* Records to process *

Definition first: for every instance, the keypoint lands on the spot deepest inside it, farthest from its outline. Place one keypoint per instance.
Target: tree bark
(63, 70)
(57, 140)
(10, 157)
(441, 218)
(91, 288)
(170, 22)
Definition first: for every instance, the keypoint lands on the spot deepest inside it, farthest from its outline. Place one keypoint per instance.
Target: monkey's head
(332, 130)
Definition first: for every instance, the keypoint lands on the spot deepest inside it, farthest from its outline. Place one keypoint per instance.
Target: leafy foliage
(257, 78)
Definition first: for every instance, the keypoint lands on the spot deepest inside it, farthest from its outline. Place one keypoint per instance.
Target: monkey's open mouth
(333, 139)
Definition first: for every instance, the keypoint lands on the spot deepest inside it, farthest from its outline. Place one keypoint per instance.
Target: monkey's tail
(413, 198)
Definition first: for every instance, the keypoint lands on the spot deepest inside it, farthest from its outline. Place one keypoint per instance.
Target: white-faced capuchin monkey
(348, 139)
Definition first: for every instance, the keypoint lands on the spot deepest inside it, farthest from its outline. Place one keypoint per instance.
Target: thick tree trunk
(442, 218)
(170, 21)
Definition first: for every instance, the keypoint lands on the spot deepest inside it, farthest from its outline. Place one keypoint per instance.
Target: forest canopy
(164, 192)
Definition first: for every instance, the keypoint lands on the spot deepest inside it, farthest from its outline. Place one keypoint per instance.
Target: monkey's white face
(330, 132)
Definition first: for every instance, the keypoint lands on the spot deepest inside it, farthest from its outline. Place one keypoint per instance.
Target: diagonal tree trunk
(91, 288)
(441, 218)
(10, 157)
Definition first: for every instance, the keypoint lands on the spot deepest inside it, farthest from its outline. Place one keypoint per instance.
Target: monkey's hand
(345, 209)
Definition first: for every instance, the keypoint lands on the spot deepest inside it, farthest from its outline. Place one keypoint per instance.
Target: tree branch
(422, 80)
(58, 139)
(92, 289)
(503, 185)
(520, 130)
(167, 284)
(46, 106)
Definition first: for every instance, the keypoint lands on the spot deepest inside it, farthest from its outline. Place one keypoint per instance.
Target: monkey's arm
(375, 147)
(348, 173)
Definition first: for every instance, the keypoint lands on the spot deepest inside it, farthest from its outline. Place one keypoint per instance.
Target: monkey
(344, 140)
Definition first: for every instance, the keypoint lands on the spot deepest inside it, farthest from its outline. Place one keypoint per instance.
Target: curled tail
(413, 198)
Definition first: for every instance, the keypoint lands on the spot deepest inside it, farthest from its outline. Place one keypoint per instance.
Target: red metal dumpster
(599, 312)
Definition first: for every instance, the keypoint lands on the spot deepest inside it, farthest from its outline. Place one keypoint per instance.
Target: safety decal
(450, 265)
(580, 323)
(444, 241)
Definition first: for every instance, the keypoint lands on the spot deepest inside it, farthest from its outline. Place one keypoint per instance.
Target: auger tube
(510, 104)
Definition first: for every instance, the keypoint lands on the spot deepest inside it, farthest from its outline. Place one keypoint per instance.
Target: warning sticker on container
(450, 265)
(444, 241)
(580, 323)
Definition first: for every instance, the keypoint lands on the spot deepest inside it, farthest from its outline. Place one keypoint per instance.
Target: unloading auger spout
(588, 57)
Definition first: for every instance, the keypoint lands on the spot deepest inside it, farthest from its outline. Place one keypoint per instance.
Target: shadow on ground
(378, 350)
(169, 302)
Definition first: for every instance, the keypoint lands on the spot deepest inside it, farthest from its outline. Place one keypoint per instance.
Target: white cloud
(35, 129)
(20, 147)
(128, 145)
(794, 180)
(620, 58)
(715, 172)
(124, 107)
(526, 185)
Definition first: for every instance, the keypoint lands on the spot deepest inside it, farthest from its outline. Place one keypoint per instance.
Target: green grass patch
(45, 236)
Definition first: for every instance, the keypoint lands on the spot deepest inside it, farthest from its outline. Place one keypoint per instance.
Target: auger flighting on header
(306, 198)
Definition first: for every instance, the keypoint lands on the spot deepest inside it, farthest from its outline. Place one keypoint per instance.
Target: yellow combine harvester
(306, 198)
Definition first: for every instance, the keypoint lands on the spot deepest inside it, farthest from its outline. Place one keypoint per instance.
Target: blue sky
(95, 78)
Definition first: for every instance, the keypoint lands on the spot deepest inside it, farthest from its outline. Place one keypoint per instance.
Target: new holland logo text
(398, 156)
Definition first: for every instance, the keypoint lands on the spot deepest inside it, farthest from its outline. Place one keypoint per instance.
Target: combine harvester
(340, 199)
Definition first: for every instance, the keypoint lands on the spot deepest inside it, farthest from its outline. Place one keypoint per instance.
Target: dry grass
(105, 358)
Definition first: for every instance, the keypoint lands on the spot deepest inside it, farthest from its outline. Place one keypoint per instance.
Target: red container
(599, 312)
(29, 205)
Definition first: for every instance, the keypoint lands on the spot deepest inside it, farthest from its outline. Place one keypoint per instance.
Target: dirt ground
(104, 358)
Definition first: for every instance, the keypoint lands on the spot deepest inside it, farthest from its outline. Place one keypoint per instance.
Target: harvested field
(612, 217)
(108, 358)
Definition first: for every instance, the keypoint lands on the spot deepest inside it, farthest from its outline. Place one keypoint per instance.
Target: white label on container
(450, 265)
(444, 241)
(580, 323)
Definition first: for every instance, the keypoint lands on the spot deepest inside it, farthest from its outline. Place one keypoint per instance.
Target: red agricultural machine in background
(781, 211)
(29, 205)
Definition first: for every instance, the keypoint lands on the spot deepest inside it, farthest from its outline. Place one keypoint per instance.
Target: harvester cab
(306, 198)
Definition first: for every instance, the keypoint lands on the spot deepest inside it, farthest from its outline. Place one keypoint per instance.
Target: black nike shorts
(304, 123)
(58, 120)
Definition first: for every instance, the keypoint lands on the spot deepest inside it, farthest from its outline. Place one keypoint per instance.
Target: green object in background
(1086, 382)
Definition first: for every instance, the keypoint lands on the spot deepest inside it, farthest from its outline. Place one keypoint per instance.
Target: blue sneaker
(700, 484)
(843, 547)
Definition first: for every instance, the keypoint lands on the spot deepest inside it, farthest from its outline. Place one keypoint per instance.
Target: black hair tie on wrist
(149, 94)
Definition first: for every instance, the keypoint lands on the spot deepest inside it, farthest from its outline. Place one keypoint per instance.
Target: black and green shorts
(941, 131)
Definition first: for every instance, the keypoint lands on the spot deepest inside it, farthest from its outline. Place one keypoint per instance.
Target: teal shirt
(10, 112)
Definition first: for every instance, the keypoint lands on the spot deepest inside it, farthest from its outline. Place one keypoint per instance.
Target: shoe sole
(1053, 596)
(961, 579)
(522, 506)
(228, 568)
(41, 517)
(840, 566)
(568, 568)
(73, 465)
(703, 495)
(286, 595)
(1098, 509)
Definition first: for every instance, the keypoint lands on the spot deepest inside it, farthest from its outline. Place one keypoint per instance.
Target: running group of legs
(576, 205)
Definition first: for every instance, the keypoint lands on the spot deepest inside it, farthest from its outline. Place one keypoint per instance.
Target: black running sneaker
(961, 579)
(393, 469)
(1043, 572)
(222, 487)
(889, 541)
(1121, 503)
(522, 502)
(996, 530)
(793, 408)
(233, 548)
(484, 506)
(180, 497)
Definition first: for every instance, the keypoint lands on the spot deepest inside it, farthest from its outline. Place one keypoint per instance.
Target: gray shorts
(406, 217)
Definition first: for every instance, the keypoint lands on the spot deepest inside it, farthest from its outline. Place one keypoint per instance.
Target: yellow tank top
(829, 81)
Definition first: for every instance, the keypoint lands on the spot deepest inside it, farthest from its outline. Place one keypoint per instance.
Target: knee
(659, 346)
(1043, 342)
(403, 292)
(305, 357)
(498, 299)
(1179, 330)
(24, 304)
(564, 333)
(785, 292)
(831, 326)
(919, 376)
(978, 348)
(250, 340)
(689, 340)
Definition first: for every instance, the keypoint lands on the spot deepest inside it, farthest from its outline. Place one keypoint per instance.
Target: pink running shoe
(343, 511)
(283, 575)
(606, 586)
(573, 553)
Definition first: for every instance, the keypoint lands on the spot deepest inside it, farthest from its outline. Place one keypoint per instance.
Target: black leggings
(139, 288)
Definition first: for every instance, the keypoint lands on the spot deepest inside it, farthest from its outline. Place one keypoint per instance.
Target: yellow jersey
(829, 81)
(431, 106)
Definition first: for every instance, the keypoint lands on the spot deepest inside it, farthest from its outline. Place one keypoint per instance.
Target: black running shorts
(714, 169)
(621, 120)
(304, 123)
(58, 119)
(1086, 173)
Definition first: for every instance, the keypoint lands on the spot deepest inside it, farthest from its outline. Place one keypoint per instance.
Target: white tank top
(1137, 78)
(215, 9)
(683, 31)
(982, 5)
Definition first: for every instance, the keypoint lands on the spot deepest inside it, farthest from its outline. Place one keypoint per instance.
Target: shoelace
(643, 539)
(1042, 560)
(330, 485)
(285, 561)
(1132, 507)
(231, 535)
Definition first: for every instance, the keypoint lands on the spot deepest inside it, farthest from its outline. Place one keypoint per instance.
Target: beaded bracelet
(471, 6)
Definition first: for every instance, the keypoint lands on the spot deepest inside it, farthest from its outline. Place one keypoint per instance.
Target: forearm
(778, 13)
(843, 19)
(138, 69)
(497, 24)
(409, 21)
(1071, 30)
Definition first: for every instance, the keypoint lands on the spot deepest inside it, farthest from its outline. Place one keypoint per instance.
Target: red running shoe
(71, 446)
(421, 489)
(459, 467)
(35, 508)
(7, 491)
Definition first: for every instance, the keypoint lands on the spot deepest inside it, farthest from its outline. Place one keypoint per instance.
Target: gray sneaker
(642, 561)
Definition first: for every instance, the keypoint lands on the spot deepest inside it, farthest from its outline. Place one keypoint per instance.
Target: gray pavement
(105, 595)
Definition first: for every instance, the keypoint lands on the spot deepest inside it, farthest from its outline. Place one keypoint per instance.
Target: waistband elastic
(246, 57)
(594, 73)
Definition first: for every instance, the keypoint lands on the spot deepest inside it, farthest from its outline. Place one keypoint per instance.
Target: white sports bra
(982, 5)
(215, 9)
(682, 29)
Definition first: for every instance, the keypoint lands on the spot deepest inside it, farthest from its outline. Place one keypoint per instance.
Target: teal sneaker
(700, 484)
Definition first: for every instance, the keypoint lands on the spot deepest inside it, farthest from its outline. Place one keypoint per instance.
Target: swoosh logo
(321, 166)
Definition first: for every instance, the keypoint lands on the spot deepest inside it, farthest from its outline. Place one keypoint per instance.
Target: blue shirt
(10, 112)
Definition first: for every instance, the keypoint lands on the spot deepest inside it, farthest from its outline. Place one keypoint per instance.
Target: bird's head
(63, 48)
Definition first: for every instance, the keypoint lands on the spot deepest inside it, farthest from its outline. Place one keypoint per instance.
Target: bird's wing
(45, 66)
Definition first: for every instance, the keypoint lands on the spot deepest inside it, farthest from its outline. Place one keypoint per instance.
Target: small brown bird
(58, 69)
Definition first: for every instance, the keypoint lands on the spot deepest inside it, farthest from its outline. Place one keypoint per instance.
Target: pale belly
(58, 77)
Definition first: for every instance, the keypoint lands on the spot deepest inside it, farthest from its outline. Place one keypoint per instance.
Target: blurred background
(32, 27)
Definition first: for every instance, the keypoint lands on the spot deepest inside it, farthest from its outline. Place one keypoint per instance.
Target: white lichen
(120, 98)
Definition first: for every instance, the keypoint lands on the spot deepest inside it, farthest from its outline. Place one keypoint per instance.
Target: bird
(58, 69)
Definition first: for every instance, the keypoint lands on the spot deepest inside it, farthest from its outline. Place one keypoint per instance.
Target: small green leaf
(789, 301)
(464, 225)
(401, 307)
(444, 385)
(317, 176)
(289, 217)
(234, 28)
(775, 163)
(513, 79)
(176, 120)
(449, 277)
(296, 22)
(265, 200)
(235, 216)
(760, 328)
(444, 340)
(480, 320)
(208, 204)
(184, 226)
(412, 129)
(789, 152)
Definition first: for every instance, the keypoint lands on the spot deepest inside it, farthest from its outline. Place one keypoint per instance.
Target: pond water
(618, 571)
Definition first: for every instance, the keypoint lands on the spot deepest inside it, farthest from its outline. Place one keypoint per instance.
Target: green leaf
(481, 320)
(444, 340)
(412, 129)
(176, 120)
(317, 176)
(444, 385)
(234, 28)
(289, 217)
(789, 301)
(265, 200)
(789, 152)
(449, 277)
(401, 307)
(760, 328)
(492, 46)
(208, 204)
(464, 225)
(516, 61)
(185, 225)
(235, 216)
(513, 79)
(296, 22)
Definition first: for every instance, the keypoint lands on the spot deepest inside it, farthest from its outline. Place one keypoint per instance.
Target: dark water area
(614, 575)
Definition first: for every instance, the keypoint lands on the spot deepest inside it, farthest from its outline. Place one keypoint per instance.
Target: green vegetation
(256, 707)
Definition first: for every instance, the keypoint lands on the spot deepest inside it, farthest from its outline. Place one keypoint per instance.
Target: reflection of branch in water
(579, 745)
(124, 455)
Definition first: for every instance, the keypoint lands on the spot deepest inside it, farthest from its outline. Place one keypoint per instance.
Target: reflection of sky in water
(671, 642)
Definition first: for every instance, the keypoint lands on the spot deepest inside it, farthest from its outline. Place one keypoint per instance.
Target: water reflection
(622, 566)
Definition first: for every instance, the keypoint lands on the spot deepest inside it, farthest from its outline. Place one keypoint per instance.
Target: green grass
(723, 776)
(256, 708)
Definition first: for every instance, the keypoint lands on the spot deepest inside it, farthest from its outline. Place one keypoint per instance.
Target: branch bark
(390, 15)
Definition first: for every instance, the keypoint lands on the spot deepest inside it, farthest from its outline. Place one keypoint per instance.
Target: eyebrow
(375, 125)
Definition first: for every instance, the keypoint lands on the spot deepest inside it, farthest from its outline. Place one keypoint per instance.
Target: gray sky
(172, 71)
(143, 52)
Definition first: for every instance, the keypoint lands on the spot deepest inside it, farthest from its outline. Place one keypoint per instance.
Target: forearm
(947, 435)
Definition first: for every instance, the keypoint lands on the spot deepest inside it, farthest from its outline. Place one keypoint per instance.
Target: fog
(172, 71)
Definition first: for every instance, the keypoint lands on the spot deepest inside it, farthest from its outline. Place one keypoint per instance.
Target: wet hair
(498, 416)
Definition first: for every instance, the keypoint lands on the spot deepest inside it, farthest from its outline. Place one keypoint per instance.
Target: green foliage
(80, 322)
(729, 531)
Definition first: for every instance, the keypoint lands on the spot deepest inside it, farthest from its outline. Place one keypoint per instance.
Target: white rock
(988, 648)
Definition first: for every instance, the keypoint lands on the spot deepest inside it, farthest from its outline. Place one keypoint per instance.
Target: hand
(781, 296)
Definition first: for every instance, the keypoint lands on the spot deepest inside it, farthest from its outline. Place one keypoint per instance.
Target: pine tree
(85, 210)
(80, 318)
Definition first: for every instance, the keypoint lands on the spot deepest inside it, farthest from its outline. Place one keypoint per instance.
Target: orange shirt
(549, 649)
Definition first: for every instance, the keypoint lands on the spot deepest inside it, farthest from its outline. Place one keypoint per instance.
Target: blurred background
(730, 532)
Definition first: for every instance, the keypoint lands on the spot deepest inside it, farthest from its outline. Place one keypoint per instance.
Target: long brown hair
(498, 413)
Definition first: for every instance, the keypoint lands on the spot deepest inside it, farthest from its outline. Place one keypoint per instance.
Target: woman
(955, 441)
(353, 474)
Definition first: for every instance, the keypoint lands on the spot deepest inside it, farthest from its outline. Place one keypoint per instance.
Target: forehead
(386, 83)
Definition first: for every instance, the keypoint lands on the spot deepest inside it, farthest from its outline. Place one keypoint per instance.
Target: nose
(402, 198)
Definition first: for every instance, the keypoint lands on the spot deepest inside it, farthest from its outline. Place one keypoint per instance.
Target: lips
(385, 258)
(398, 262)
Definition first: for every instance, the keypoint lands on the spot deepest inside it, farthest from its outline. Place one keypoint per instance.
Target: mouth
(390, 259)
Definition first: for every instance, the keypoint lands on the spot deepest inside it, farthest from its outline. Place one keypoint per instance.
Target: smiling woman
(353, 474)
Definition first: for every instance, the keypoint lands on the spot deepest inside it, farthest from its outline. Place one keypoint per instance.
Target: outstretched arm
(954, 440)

* What you are asked to do *
Pull out every line in the entries above that contains the word "shirt", matching case exactly.

* Exercise output *
Target: teal shirt
Target: blue shirt
Target: orange shirt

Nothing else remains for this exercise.